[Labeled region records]
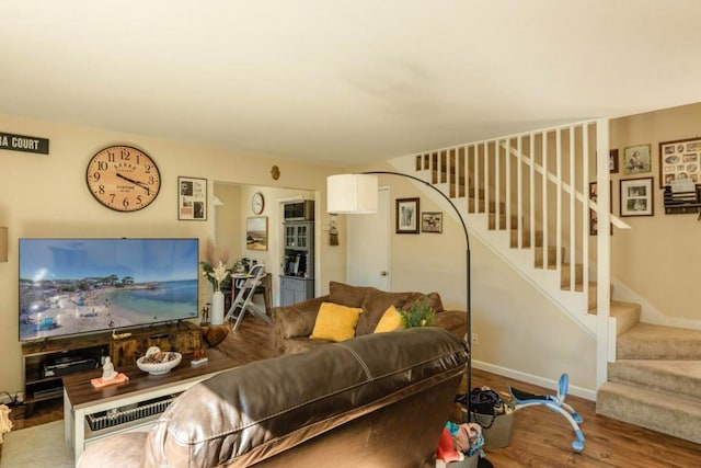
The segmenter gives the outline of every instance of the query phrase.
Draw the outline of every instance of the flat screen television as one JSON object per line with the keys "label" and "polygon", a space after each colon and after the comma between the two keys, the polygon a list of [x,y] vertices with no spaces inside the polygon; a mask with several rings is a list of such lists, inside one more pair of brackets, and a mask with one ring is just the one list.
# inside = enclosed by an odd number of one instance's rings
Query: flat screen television
{"label": "flat screen television", "polygon": [[20,341],[198,316],[198,239],[20,239]]}

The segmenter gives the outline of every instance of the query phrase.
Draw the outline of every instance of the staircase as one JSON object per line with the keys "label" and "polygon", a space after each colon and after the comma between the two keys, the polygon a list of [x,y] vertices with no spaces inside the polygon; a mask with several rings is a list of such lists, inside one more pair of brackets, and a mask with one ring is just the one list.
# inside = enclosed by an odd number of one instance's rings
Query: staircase
{"label": "staircase", "polygon": [[[597,158],[608,155],[607,140],[608,123],[586,122],[422,152],[393,165],[446,194],[471,236],[597,340],[598,413],[701,443],[701,331],[641,323],[640,305],[611,300],[611,288],[597,287],[611,284],[609,222],[629,228],[599,210],[610,194],[589,199],[589,181],[610,183],[608,157]],[[602,227],[596,238],[591,213]]]}
{"label": "staircase", "polygon": [[636,323],[608,375],[598,414],[701,444],[701,331]]}

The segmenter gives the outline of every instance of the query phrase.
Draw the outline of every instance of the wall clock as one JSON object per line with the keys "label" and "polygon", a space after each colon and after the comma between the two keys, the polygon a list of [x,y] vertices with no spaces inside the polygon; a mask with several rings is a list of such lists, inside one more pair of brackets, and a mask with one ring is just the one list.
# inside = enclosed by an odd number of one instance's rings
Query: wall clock
{"label": "wall clock", "polygon": [[117,212],[146,208],[161,189],[161,174],[153,159],[125,145],[97,151],[88,163],[85,180],[95,199]]}
{"label": "wall clock", "polygon": [[263,208],[265,208],[265,198],[261,192],[253,194],[253,197],[251,198],[251,208],[253,209],[254,215],[263,213]]}

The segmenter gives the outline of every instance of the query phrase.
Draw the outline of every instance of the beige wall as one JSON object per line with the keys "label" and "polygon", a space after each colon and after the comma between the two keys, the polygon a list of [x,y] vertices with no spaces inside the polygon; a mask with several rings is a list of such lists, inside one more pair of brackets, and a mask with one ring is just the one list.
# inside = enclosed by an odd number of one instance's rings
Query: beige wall
{"label": "beige wall", "polygon": [[[42,121],[0,115],[0,130],[48,138],[50,155],[0,150],[0,226],[9,228],[9,261],[0,263],[0,390],[21,389],[21,346],[18,341],[18,239],[22,237],[197,237],[200,254],[205,240],[214,237],[214,208],[207,221],[177,220],[177,176],[197,176],[212,181],[279,189],[306,189],[325,193],[325,176],[338,172],[331,167],[304,164],[252,153],[227,152],[202,146],[119,134]],[[136,213],[117,213],[97,204],[85,184],[85,168],[100,149],[125,142],[146,150],[161,171],[158,198]],[[277,164],[280,178],[274,181],[271,168]],[[235,196],[235,195],[232,195]],[[319,213],[325,213],[325,196],[320,196]],[[243,201],[241,202],[244,203]],[[318,203],[319,204],[319,203]],[[220,208],[217,208],[220,209]],[[327,215],[321,217],[327,222]],[[235,221],[233,221],[235,222]],[[237,230],[235,224],[226,229]],[[240,229],[240,228],[239,228]],[[327,248],[326,248],[327,249]],[[319,283],[340,279],[344,256],[337,250],[324,252],[333,265],[331,274],[322,267]],[[345,271],[345,270],[342,270]],[[200,282],[200,308],[207,301],[207,284]]]}
{"label": "beige wall", "polygon": [[[382,175],[379,184],[390,187],[391,289],[436,290],[447,309],[466,310],[467,246],[452,208],[439,195],[401,176]],[[394,233],[395,198],[415,196],[422,212],[444,213],[443,233]],[[590,397],[586,390],[596,388],[595,340],[474,235],[470,259],[472,332],[480,339],[472,347],[473,365],[541,385],[566,372],[573,392]]]}
{"label": "beige wall", "polygon": [[[620,214],[621,179],[654,178],[654,216],[627,217],[631,230],[616,230],[611,237],[611,276],[619,279],[669,323],[701,328],[701,312],[692,293],[699,287],[701,264],[701,222],[696,214],[666,215],[659,187],[660,141],[701,136],[701,104],[686,105],[611,121],[611,148],[651,145],[652,172],[645,174],[611,174],[613,213]],[[616,297],[616,290],[613,292]],[[696,322],[696,323],[693,323]]]}

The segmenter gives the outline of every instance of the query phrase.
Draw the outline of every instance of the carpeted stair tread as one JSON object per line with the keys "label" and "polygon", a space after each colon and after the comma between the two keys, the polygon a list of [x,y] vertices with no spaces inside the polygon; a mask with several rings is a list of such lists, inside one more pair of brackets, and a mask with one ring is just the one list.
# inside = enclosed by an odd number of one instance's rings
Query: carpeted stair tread
{"label": "carpeted stair tread", "polygon": [[701,330],[637,323],[618,336],[619,359],[701,361]]}
{"label": "carpeted stair tread", "polygon": [[618,359],[609,380],[701,401],[701,361]]}
{"label": "carpeted stair tread", "polygon": [[701,402],[607,381],[597,392],[597,414],[701,444]]}

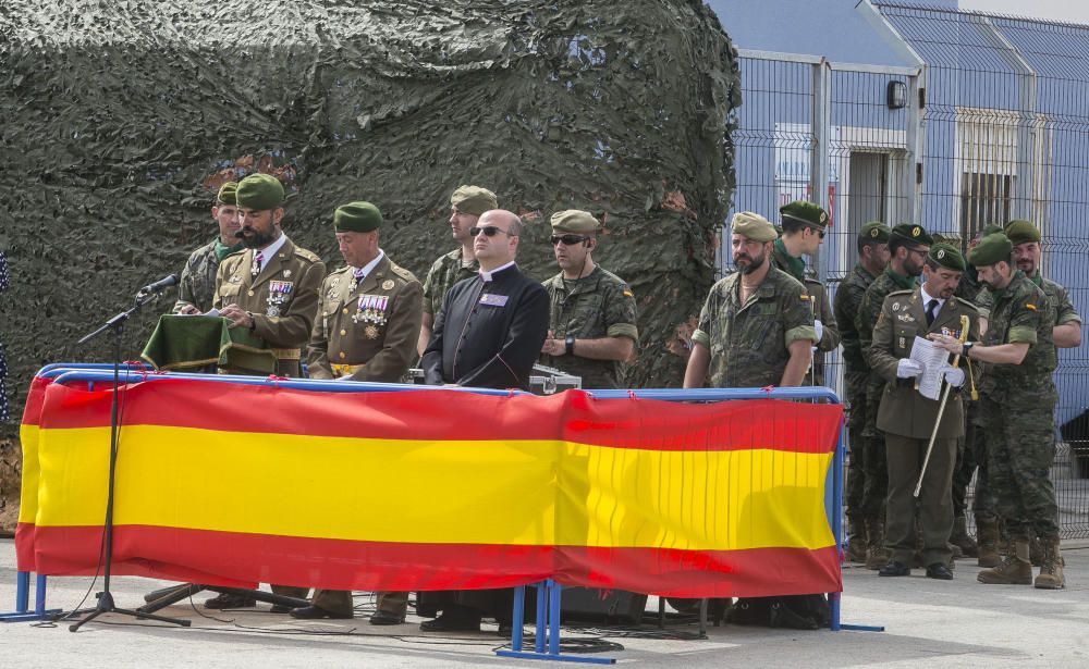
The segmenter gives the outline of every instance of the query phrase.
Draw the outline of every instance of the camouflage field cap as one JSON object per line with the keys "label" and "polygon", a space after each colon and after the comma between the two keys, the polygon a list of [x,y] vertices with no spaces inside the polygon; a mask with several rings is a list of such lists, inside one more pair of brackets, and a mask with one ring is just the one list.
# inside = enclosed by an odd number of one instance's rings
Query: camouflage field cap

- EXERCISE TASK
Please give again everything from the start of the records down to the line containing "Draw the outline of every instance of the flat", swapping "segmenter" for "tool" and keeping all else unchanged. Include only those lines, and leave the pictures out.

- EXPECTED ANSWER
The tool gives the outline of every instance of the query phrase.
Draw the outline of every instance of the flat screen television as one JSON object per line with the keys "label" and "polygon", a space after each colon and after the comma between the two keys, the polygon a list of [x,y] vertices with no spaces inside the polygon; a mask with several rings is a list of such lists, inside one more pair of brackets, and a mask with one ring is just the one list.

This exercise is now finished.